Share your dilemmas and get honest opinions from other Mumsnetters.

Tired of friend but feel mean

4 replies

feelingguiltyyy · 07/02/2022 16:01

I posted recently about living with my friend, who is being a little clingy and over-the-top. For example texting me being upset about her family member death anniversary and being annoyed because I was out when she “relived her last moments” and made me feel very guilty.

I haven’t seen her much recently as I’ve been out and about but, and I feel mean saying this, but I don’t really have the energy to deal with her?
She is texting me a lot less when we’re at work but every now and then, for example last night, she texts me asking if I’m coming home as she is struggling mentally.
Also one night last week, on a weekday where she knows I have to be up at 6, she came in drunk and very loud for the third time.

I want to be a good friend but I just haven’t got the energy anymore, am I being horrible?

### [Information shown]

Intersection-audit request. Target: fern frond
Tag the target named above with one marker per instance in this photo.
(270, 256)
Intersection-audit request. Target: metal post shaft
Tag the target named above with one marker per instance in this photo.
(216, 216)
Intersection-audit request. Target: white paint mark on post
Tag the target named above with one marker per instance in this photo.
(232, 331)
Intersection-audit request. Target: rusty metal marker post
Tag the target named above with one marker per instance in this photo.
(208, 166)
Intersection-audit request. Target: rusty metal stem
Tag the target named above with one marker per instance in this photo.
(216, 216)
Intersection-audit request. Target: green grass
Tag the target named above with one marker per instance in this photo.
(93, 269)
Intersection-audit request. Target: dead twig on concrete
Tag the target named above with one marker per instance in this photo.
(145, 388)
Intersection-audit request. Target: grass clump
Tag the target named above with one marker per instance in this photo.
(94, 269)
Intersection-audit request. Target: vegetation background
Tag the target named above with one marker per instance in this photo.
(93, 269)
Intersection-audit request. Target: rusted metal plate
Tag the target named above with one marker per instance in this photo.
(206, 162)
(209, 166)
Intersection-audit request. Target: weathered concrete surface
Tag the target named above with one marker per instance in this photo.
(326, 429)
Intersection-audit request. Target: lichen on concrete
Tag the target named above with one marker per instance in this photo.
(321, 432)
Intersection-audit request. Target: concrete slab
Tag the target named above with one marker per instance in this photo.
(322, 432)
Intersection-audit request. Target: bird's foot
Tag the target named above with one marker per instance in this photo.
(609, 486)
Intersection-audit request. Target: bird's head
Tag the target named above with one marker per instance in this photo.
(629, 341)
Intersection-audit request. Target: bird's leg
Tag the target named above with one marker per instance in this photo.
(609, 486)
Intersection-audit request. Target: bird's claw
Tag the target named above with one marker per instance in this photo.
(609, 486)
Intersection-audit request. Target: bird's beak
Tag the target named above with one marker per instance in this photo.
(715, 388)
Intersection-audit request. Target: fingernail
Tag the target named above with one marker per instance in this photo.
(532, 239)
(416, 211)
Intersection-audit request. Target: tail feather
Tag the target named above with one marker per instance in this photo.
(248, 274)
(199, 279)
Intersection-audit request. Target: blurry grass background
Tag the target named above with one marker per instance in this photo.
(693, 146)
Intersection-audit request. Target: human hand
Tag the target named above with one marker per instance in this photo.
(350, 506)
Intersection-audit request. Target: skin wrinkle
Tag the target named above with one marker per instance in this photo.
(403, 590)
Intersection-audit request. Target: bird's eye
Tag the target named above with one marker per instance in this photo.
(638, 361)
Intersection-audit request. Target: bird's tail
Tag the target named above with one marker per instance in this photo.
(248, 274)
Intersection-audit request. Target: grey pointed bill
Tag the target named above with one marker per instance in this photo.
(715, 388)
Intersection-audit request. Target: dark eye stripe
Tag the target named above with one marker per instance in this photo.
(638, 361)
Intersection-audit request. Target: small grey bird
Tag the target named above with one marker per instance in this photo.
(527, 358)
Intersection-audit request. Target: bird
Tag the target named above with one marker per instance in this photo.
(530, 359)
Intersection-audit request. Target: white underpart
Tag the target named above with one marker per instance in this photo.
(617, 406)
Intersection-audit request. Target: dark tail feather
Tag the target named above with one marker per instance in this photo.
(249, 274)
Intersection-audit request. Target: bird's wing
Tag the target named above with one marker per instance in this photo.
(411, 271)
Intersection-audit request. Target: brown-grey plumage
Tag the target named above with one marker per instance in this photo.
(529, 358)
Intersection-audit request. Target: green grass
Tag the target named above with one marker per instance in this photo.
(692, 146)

### [Exercise details]
In the forum post about a tiring friend, what time does the poster have to be up on weekdays?

### [Task solution]
At 6.